§ Exercise details: Repeat the data below line for line, leaving out the pictures.

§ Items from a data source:
........
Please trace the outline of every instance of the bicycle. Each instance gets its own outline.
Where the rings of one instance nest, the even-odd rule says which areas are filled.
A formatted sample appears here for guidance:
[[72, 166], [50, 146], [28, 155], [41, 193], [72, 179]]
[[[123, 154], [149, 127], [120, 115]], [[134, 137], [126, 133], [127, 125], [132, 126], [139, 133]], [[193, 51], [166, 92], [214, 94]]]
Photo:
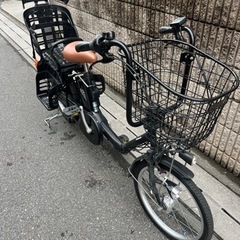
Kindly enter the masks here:
[[[43, 8], [47, 9], [42, 13], [48, 13], [48, 20], [57, 15], [51, 15], [55, 7], [40, 7]], [[36, 19], [40, 10], [26, 11], [34, 11], [30, 15]], [[47, 24], [40, 16], [39, 28], [49, 28], [49, 21]], [[69, 14], [64, 11], [64, 16], [63, 25], [68, 23], [74, 29]], [[41, 55], [37, 95], [48, 110], [60, 109], [60, 114], [48, 118], [46, 123], [50, 126], [53, 118], [63, 115], [69, 122], [77, 122], [93, 144], [101, 144], [105, 138], [120, 153], [146, 149], [135, 159], [129, 173], [148, 217], [172, 239], [209, 240], [213, 235], [211, 210], [186, 164], [194, 164], [195, 157], [189, 149], [212, 132], [239, 79], [226, 65], [194, 46], [194, 34], [184, 27], [185, 22], [186, 18], [178, 18], [160, 29], [161, 34], [174, 34], [175, 39], [126, 45], [116, 40], [113, 32], [107, 32], [84, 42], [73, 31], [73, 36], [47, 42], [50, 47], [44, 50], [39, 48], [34, 33], [39, 28], [31, 21], [26, 24]], [[190, 43], [182, 33], [187, 34]], [[45, 37], [44, 31], [40, 35]], [[110, 52], [114, 47], [117, 55]], [[145, 129], [132, 140], [117, 136], [101, 111], [105, 79], [93, 68], [115, 60], [123, 64], [127, 122]], [[185, 165], [176, 161], [176, 154]]]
........
§ Solved exercise:
Please trace the outline of every instance of the bicycle. Each instance gets its own outline.
Where the rings of one instance nest, the even-odd rule says which areas are filled.
A formatted sample appears here for guidance:
[[72, 166], [50, 146], [28, 155], [41, 193], [72, 179]]
[[[123, 154], [149, 127], [120, 115]], [[134, 137], [126, 133], [127, 125], [132, 126], [139, 133]], [[193, 51], [166, 92], [214, 94]]]
Photo:
Kindly enter the masks here:
[[[43, 8], [47, 9], [42, 13], [48, 13], [48, 20], [57, 15], [51, 15], [55, 7], [40, 7]], [[36, 19], [40, 10], [26, 11], [34, 11], [30, 15]], [[47, 24], [40, 16], [39, 28], [49, 28], [49, 21]], [[69, 14], [64, 11], [64, 16], [63, 25], [68, 23], [74, 29]], [[41, 55], [37, 95], [48, 110], [60, 109], [60, 114], [48, 118], [46, 123], [50, 126], [53, 118], [63, 115], [69, 122], [77, 122], [93, 144], [101, 144], [105, 138], [120, 153], [146, 149], [135, 159], [129, 173], [148, 217], [172, 239], [209, 240], [213, 235], [211, 210], [186, 164], [194, 164], [195, 157], [189, 149], [212, 132], [239, 79], [226, 65], [194, 46], [194, 34], [184, 27], [185, 22], [186, 18], [178, 18], [160, 29], [161, 34], [174, 34], [175, 39], [126, 45], [116, 40], [113, 32], [107, 32], [84, 42], [73, 31], [73, 36], [47, 42], [50, 47], [44, 50], [39, 48], [34, 33], [39, 28], [31, 21], [26, 24]], [[190, 43], [182, 33], [187, 34]], [[45, 37], [44, 31], [40, 35]], [[110, 52], [114, 47], [117, 55]], [[145, 129], [132, 140], [117, 136], [101, 111], [105, 79], [93, 68], [115, 60], [123, 64], [127, 122]], [[185, 165], [176, 161], [176, 154]]]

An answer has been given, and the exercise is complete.